----- Given data

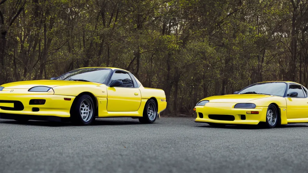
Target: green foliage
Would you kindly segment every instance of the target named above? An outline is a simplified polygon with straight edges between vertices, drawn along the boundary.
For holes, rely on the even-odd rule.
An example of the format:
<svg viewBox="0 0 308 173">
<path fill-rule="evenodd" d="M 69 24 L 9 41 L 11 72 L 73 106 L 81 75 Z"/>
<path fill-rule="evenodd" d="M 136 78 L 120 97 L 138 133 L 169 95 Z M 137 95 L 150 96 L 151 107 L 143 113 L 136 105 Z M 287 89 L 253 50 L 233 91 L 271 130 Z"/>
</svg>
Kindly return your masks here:
<svg viewBox="0 0 308 173">
<path fill-rule="evenodd" d="M 15 1 L 0 6 L 0 84 L 115 67 L 163 89 L 165 113 L 191 115 L 256 82 L 308 86 L 306 1 Z"/>
</svg>

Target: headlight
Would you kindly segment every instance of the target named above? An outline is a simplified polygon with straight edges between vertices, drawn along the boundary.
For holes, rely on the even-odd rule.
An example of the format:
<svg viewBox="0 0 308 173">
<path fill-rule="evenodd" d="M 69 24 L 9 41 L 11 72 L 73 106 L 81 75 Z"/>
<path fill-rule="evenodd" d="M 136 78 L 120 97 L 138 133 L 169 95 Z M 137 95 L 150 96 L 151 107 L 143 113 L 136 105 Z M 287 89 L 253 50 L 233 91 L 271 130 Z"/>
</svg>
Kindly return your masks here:
<svg viewBox="0 0 308 173">
<path fill-rule="evenodd" d="M 202 100 L 197 103 L 196 106 L 204 106 L 205 104 L 209 102 L 209 100 Z"/>
<path fill-rule="evenodd" d="M 253 103 L 237 103 L 234 106 L 234 108 L 254 109 L 256 106 Z"/>
<path fill-rule="evenodd" d="M 34 86 L 29 89 L 28 91 L 34 92 L 54 92 L 54 90 L 52 88 L 50 87 L 43 86 Z"/>
</svg>

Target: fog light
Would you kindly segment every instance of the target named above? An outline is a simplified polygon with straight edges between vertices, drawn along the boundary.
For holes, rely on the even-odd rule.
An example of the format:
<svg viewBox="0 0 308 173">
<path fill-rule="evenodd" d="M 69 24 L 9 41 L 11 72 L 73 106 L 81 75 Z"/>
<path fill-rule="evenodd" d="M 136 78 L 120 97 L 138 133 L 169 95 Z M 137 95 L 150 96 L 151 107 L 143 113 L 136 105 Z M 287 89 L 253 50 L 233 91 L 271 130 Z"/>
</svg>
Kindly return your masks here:
<svg viewBox="0 0 308 173">
<path fill-rule="evenodd" d="M 259 111 L 247 111 L 246 113 L 247 114 L 258 114 Z"/>
<path fill-rule="evenodd" d="M 29 105 L 43 105 L 46 102 L 44 99 L 32 99 L 29 102 Z"/>
</svg>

----------

What is needed: Reproduce all of the items above verbatim, leaving out the picture.

Task result:
Target: green foliage
Would you kindly segment every instance of the target named above? An outline is a simplified polygon with straight edges between vertices, drawn along the boundary.
For holes, rely on the even-odd rule.
An example of the format:
<svg viewBox="0 0 308 173">
<path fill-rule="evenodd" d="M 69 24 L 9 41 L 11 72 L 73 106 L 81 75 Z"/>
<path fill-rule="evenodd" d="M 136 78 L 120 97 L 138 133 L 169 95 Z M 137 95 L 150 96 L 151 107 L 143 113 L 136 105 Z M 287 89 L 253 50 L 233 91 L 271 130 Z"/>
</svg>
Kindly return your masks here:
<svg viewBox="0 0 308 173">
<path fill-rule="evenodd" d="M 15 1 L 0 6 L 0 84 L 115 67 L 163 89 L 165 113 L 191 115 L 256 82 L 308 86 L 306 1 Z"/>
</svg>

Target: headlight
Would you kindly segment every instance of the target named above? An outline is a simplified polygon with straight edges between vertices, drawn along the boundary.
For holes, rely on the even-odd rule.
An example of the format:
<svg viewBox="0 0 308 173">
<path fill-rule="evenodd" d="M 69 24 L 9 41 L 11 72 L 73 106 L 81 75 Z"/>
<path fill-rule="evenodd" d="M 136 78 L 120 97 L 138 133 L 169 95 Z M 137 95 L 150 96 L 151 107 L 143 113 L 136 105 Z M 287 89 L 253 50 L 233 91 L 271 130 Z"/>
</svg>
Kindly return your masks here:
<svg viewBox="0 0 308 173">
<path fill-rule="evenodd" d="M 202 100 L 197 103 L 196 106 L 204 106 L 205 104 L 209 102 L 209 100 Z"/>
<path fill-rule="evenodd" d="M 253 103 L 237 103 L 234 106 L 234 108 L 254 109 L 256 106 Z"/>
<path fill-rule="evenodd" d="M 34 86 L 29 89 L 28 91 L 34 92 L 54 92 L 54 90 L 52 88 L 50 87 L 43 86 Z"/>
</svg>

Target: fog light
Would you kindly segment every instance of the target named above? An outline is a simplified polygon with straight edges between vertices, drawn along the boundary.
For holes, rely on the even-odd rule.
An example of the format:
<svg viewBox="0 0 308 173">
<path fill-rule="evenodd" d="M 69 24 L 9 41 L 11 72 L 73 106 L 81 75 Z"/>
<path fill-rule="evenodd" d="M 136 78 L 120 97 L 138 133 L 169 95 Z M 137 95 L 150 96 L 151 107 L 143 113 L 136 105 Z M 287 89 L 253 50 L 233 91 L 271 130 Z"/>
</svg>
Kindly return your masks here:
<svg viewBox="0 0 308 173">
<path fill-rule="evenodd" d="M 259 111 L 247 111 L 246 113 L 247 114 L 258 114 Z"/>
<path fill-rule="evenodd" d="M 29 105 L 43 105 L 46 102 L 44 99 L 32 99 L 29 102 Z"/>
</svg>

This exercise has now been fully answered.